So, I'm going to be combing through what is here and hoping that I can pass these gems along with the stories as soon as they set up their homes. For my oldest one...that will hopefully be in a few weeks when she purchases her first home. For my younger one, it will be a few years...but since he's really the more sentimental of the two...I know in my heart that he'll be a good steward of some of these items that mean so much to me when that time comes.
Being back in Thomaston yesterday gave me the opportunity to eat at Piggie Park...a ritual that my family followed at least once a week from the time I was eight until I left at age 18. We used to take old towels out with us to catch the crumbs and Mom and I laughed about that memory while we were sitting there in the rented brand spanking new truck hoping we wouldn't christen it with some barbecue sauce, ketchup, or a spilled Coke (an occurrence that was far more likely when Linda was little). I told them that the food tasted the same but that Charlie wasn't bringing it to us...so that was different. Mom said he ran himself to death and stayed skinny providing for the seven children that he had. We talked about going out to the Norris' "Steak 'n Stuff" restaurant every Friday night...where the highlight of that meal (in my humble opinion) was the lemon meringue pie. I can still remember watching my sister leave the table and "visit" (and charm) everyone there because she was so stinking cute with her waist length straight blond hair and little barrettes to keep it out of her eyes.
We drove by Big Chic (where I got a lot of my "starter" cellulite and fat cells) and I could almost taste the chicken filet sandwich with mayonnaise, mustard, and extra pickles. And fries. Definitely the fries (because that used to comprise a meal at lunch back in the day.) We were able to stop at Cake House Bakery...the shop opened by my friend Debbie Culverhouse, and got to actually indulge in some of what I'd previously only seen posted on Facebook...and I got to hug her neck for the first time in 32 years. (And if you are reading this and live in Thomaston...you totally need to go by there. Often.) Leaving town, we saw the turnoff to River Bend (what my grandmother always joked was "Rubber Band") and I only regretted that we couldn't stop in for dinner. (Then my friend Tommy posted about being there that night on Facebook...which only made it worse.)
I know that it seems odd to be all tied up with the food of home...but you must understand that it is a great comfort to me to know that the places I loved as a child are still there. And although our home on Johnston Drive now has new owners and is painted a different color than the yellow that it was painted from the 1960s until it was sold in 2006...I can still go back and have a delicious meal...and remember when.
So, while we were letting go yesterday one more tentative thread of our tie to Thomaston...we were also indulging in that continuous thread that is still there after we are gone from the area...Piggie Park. I have found a close cousin to it here in Montgomery - Sam's Barbecue...but still.
Also strangely comforting was being fussed at for not calling various parties to let them know that we were in the area...even though it was a very, very short trip. We're going back soon to eat at the Peachtree Cafe with our precious Johnston Drive neighbors, Billy and Charlene Daniel, because I miss them and want to catch up in person. Those who say "you can never go home again" are dead wrong. Today, I am very happy about that.

## [Prompt 1]
Decide whether each statement below agrees with the post about Thomaston. Answer yes or no for each, and quote the words from the post that settle it.
(a) The family ate at Piggie Park at least once a week from age eight until age 18.
(b) The house on Johnston Drive is still painted yellow.
(c) On the way out of town, they stopped at River Bend for dinner.
## [Prompt 2]
Copy the part of the post about Thomaston that runs from "So, while we" to "Sam's Barbecue...but still.", with no changes.

Point localization data:

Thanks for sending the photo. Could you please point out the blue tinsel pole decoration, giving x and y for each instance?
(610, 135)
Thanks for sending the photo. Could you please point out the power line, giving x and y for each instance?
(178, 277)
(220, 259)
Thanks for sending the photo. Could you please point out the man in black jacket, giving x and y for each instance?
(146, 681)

## [Exercise result 1]
(a) Yes: "a ritual that my family followed at least once a week from the time I was eight until I left at age 18"
(b) No: "is painted a different color than the yellow that it was painted from the 1960s until it was sold in 2006"
(c) No: "I only regretted that we couldn't stop in for dinner"

## [Exercise result 2]
So, while we were letting go yesterday one more tentative thread of our tie to Thomaston...we were also indulging in that continuous thread that is still there after we are gone from the area...Piggie Park. I have found a close cousin to it here in Montgomery - Sam's Barbecue...but still.